=== DIRECTION ===
Gather every line below that contains the word "house", treating uppercase and lowercase letters as different.

=== EXTRACTED RECORDS ===

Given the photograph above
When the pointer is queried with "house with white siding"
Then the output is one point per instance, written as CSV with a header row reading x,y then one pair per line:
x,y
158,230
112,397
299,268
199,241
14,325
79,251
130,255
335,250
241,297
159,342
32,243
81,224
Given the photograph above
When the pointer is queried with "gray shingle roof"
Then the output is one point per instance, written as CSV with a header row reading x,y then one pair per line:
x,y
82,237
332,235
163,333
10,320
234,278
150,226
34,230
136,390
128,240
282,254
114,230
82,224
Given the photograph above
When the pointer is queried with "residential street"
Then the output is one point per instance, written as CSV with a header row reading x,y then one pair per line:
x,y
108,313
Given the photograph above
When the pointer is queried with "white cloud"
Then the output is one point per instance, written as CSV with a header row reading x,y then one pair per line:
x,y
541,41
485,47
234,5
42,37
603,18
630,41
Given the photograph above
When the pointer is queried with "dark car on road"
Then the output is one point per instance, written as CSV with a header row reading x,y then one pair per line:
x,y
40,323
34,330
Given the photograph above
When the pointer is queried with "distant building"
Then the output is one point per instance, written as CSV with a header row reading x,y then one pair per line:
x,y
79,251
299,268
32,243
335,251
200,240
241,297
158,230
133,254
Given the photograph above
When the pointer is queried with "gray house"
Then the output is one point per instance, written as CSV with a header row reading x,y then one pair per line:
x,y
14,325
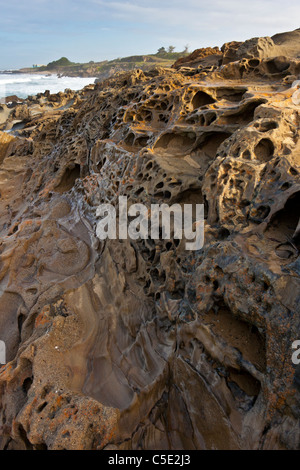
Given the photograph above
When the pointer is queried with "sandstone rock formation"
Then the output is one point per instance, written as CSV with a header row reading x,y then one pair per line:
x,y
141,344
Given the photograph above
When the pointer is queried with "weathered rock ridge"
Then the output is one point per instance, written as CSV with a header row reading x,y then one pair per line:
x,y
141,344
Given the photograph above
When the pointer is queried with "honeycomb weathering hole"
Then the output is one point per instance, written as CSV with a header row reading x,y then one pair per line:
x,y
178,143
264,150
201,99
68,179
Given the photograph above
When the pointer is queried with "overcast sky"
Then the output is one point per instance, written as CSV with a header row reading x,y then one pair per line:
x,y
39,31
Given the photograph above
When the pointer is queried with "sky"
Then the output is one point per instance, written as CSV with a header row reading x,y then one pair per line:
x,y
40,31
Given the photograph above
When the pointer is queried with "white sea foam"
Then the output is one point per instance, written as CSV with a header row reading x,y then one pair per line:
x,y
24,85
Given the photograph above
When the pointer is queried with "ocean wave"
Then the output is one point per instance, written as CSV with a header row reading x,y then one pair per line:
x,y
24,85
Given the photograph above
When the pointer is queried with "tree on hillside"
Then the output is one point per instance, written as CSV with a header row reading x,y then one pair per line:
x,y
161,50
171,49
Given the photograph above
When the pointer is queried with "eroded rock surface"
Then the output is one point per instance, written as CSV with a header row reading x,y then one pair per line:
x,y
141,344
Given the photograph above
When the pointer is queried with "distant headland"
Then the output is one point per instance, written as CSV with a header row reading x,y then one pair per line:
x,y
164,57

=== CORRECT RESPONSE ===
When the pointer is queried with "house with white siding"
When the pointer is queried with "gray house"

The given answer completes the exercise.